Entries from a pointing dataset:

○ ○ ○ ○ ○ ○ ○

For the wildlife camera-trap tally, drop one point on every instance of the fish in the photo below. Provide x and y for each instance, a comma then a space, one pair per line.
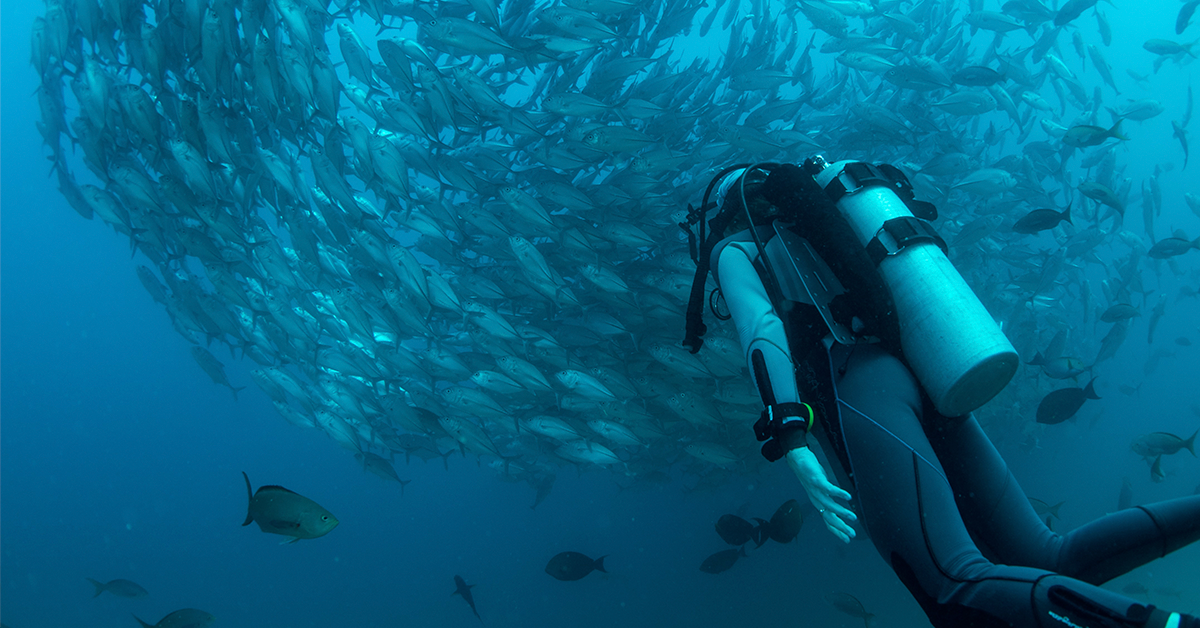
119, 587
1163, 443
737, 531
721, 561
1063, 404
1059, 368
1120, 311
570, 566
279, 510
1041, 220
181, 618
381, 466
1081, 136
412, 243
785, 524
463, 590
850, 605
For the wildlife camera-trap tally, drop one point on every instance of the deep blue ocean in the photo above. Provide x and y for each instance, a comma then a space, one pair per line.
120, 460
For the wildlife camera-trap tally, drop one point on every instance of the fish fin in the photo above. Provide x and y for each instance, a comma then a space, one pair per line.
1116, 130
250, 495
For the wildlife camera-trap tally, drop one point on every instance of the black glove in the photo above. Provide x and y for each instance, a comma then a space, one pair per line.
785, 426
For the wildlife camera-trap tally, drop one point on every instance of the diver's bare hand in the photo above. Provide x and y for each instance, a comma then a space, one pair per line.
822, 492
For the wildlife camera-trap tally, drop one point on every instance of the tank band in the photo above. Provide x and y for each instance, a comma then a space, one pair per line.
901, 232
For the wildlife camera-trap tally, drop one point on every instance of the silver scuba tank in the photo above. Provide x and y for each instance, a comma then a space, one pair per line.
949, 339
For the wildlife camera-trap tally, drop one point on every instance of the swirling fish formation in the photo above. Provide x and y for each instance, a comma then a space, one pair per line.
462, 232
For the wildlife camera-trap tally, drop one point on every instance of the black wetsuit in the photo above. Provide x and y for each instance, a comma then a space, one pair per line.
937, 500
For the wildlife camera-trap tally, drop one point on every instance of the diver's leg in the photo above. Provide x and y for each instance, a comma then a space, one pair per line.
999, 514
909, 508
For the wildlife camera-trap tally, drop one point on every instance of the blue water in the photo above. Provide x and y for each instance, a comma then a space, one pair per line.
119, 459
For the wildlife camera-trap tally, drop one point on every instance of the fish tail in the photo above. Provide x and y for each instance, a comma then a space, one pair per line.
250, 498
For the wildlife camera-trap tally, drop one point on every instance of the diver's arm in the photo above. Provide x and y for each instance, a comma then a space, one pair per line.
765, 342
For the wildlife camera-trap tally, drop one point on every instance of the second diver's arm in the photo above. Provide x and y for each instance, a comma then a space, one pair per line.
765, 342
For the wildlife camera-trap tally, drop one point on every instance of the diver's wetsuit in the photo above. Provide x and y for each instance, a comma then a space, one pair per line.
935, 496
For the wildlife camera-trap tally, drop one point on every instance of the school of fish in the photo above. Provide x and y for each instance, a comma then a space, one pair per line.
455, 225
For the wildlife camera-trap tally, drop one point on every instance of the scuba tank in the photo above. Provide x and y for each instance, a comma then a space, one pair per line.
949, 340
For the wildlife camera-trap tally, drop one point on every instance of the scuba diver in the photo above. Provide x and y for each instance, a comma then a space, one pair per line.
859, 333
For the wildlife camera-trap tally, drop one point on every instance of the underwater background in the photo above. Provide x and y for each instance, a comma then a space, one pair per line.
119, 459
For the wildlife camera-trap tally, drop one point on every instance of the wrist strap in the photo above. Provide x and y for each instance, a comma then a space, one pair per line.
784, 426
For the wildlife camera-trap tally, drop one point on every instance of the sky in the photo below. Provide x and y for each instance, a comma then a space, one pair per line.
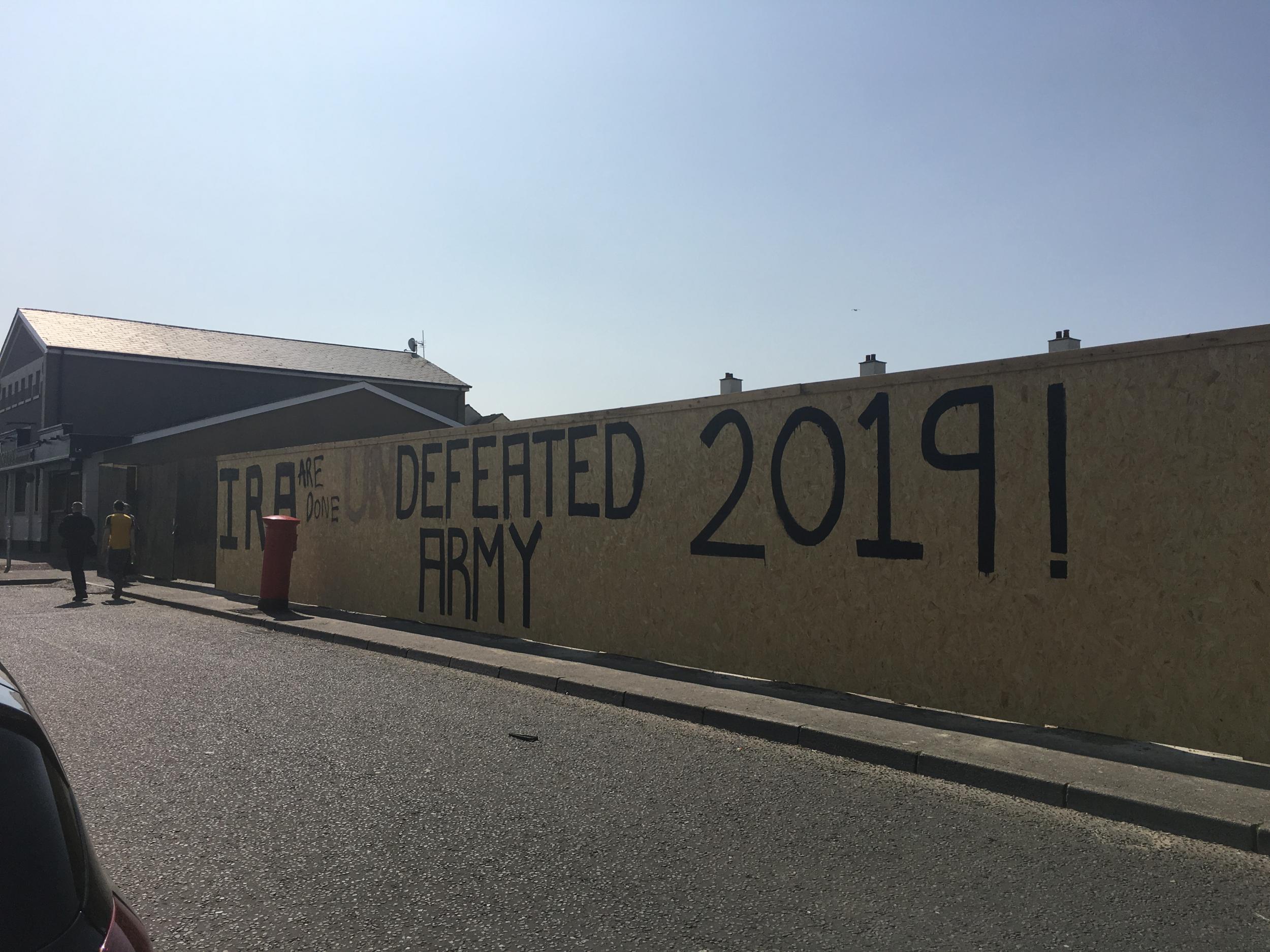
592, 205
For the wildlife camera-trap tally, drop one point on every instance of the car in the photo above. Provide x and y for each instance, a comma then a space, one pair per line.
54, 895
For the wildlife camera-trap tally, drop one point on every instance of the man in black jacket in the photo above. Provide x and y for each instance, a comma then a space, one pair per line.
77, 531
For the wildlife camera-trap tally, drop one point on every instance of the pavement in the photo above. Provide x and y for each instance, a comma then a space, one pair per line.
253, 790
1193, 794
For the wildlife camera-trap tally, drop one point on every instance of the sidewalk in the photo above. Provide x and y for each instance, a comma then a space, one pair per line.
27, 572
1192, 794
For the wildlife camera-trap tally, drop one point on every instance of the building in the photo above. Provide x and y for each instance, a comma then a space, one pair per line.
73, 385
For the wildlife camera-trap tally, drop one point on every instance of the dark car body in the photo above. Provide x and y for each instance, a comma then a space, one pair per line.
54, 895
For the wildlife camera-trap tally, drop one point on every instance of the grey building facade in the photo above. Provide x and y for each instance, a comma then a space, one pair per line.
73, 385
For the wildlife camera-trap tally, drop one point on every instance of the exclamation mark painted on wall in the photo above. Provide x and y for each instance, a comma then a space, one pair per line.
1057, 408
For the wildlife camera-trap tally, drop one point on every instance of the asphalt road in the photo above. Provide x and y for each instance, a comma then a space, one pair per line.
250, 790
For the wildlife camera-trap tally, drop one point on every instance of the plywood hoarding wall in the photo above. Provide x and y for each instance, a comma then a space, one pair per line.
1077, 539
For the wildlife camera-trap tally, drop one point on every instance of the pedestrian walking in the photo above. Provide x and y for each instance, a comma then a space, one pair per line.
77, 531
118, 544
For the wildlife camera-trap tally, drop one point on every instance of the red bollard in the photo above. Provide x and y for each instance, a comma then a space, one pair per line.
280, 544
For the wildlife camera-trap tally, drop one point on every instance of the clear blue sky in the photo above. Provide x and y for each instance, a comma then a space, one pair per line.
593, 205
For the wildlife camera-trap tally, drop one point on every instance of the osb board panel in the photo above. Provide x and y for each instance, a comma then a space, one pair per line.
1157, 631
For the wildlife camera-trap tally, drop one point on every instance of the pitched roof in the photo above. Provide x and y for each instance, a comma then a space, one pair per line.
112, 336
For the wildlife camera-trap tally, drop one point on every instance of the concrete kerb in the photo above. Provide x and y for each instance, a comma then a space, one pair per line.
1253, 837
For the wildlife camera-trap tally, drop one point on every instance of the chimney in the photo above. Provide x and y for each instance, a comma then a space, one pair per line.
1063, 341
872, 366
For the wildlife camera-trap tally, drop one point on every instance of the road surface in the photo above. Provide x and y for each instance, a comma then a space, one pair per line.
250, 790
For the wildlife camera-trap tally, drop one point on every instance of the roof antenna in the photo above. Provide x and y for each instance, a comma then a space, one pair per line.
416, 347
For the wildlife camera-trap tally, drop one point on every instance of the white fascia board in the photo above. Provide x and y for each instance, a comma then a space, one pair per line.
291, 402
19, 318
224, 366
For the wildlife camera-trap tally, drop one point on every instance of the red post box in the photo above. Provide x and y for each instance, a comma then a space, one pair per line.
280, 544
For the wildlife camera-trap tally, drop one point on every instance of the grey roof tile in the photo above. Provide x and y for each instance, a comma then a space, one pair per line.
113, 336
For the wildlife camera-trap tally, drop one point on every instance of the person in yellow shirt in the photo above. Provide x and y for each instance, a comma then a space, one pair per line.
118, 546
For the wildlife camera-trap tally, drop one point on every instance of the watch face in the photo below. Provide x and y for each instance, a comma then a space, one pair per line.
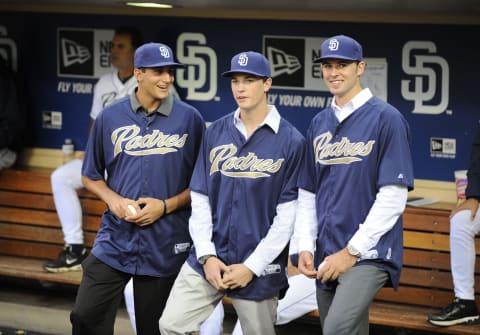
352, 251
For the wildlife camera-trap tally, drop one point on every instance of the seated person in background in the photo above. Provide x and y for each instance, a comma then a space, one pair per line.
464, 225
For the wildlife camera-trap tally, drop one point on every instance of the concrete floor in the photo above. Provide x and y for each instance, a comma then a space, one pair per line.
44, 308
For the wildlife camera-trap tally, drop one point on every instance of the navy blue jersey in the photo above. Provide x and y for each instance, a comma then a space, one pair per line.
245, 180
346, 164
144, 156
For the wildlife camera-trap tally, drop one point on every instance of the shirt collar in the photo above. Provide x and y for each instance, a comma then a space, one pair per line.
358, 101
165, 108
272, 119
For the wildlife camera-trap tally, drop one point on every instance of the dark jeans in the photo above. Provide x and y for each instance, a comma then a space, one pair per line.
101, 292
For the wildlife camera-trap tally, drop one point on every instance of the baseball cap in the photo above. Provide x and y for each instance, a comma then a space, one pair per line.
154, 55
340, 47
250, 62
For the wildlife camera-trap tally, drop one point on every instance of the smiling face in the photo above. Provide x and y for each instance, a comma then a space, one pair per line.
342, 77
153, 84
249, 91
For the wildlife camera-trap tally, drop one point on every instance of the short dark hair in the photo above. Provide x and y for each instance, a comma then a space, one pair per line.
134, 33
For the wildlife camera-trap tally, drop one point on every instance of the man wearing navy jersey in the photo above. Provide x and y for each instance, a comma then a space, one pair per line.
243, 209
147, 144
352, 192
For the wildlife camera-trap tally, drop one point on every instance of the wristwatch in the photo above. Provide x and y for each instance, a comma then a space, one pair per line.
353, 251
202, 260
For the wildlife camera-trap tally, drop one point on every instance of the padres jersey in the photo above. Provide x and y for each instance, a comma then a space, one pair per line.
346, 164
144, 156
245, 180
108, 89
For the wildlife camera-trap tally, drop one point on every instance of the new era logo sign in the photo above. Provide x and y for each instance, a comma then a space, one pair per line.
83, 52
74, 53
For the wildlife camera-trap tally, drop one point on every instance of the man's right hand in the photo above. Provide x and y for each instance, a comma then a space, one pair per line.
214, 268
306, 265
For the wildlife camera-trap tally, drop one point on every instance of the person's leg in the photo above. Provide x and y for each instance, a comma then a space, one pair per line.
348, 312
98, 298
462, 257
129, 304
299, 300
256, 317
214, 324
324, 300
66, 180
194, 297
462, 253
150, 297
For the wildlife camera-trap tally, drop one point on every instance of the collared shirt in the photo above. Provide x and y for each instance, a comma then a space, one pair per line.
272, 120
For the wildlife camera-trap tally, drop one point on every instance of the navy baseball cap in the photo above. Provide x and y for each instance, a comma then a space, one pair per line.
154, 55
250, 62
340, 47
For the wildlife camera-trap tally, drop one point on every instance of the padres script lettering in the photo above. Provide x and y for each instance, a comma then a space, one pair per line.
249, 166
127, 139
342, 152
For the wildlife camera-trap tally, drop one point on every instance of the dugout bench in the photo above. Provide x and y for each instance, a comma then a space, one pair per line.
30, 233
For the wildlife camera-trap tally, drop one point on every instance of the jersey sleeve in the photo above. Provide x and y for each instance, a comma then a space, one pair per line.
395, 165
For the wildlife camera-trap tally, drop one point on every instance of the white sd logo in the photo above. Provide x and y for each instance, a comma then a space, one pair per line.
424, 92
200, 75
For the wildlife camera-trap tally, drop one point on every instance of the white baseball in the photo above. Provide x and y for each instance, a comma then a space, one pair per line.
132, 209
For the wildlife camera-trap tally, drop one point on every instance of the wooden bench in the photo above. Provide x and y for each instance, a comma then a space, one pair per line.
30, 233
426, 282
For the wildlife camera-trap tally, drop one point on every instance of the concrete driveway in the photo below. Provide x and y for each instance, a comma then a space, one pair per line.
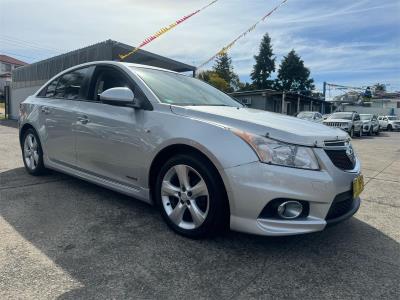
64, 238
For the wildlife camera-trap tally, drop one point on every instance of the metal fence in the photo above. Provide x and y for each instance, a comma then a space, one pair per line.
38, 73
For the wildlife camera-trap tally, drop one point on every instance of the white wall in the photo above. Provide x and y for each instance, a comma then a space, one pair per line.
19, 95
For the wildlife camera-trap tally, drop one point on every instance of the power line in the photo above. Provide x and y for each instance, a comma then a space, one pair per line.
30, 43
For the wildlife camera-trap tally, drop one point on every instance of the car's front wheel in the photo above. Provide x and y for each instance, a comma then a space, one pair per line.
190, 196
352, 132
32, 153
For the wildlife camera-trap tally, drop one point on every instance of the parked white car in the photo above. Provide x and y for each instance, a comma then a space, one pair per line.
347, 121
312, 116
389, 122
202, 158
370, 124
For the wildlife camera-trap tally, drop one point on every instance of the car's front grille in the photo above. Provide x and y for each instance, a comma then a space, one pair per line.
341, 159
342, 204
333, 124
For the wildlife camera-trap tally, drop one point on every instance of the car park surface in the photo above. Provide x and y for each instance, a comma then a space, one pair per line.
65, 238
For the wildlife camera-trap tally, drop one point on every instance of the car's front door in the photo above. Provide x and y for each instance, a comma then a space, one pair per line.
110, 139
59, 113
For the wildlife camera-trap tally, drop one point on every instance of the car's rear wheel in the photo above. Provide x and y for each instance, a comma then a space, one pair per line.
190, 197
32, 153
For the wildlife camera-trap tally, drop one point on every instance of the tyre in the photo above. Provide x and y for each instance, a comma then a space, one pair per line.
32, 153
190, 196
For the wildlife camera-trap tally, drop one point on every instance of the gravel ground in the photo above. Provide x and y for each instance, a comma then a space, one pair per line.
64, 238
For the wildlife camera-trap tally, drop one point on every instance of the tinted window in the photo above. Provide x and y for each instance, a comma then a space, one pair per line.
108, 79
73, 85
49, 91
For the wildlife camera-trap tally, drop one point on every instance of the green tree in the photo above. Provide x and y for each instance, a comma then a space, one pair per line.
215, 80
293, 75
264, 66
224, 69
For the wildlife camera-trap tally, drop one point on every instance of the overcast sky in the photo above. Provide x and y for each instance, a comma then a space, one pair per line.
345, 42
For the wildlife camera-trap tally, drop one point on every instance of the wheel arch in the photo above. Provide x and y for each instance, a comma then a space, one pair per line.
174, 149
23, 129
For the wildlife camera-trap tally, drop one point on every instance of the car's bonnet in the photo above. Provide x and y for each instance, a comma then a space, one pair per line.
277, 126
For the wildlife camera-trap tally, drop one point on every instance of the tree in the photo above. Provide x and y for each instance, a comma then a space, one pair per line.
293, 75
215, 80
264, 66
224, 69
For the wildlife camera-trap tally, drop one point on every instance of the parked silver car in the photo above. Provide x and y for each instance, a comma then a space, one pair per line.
347, 121
312, 116
200, 156
370, 124
389, 123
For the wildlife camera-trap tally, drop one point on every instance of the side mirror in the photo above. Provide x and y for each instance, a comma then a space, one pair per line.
121, 96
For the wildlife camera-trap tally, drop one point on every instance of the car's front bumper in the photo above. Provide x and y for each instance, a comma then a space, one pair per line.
252, 186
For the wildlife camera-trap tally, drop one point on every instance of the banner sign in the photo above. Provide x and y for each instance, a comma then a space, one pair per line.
230, 45
164, 30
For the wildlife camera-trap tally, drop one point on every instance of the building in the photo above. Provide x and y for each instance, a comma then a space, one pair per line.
7, 65
288, 103
385, 103
27, 80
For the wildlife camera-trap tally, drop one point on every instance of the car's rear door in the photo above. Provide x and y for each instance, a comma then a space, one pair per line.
111, 141
59, 114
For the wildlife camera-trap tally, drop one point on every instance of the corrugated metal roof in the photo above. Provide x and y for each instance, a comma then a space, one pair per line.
12, 60
43, 70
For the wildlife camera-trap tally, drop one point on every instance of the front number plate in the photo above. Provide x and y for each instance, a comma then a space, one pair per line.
358, 186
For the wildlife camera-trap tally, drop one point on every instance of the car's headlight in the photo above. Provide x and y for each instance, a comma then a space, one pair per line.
279, 153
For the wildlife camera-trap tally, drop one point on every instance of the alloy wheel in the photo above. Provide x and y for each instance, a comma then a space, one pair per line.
31, 154
185, 197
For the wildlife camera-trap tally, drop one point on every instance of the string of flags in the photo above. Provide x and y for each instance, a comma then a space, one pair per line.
164, 30
242, 35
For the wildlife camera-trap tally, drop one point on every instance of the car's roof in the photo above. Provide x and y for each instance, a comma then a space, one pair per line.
117, 63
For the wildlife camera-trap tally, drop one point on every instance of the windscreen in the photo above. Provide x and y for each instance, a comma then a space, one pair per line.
173, 88
345, 116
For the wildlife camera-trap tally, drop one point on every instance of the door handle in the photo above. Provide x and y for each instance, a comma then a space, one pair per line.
83, 119
45, 110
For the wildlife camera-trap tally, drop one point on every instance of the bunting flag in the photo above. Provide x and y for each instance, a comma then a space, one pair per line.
164, 30
242, 35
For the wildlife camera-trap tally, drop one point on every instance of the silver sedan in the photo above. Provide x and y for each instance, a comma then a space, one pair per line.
203, 159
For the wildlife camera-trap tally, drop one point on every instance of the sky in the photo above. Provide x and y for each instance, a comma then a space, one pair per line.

○ ○ ○ ○ ○ ○ ○

Task requirements
From the line holding "of the door" down to the final line above, quote every line exactly and only those lines.

The result
For the wildlife camera-trap tally, drop one point on every instance of the door handle in the photo above. Provide x and y for each instance, a comma then a space, one pair per line.
83, 119
45, 110
For the wildlife camera-trap tally, drop one point on every instance of the bunting flag in the photo above. Provide x and y for each instance, a comma then a space, one pair per line.
164, 30
242, 35
For the wildlife camera-trap tally, drop one point on every instance of the silver sedan in the photo above. Provide x and y for each instance, a comma then a space, one pair per line.
203, 159
For the wildlife camera-trap tally, drop one point on every instance of the sky in the photo above. Provide x and y for each instance, a comma then a space, one pair per line.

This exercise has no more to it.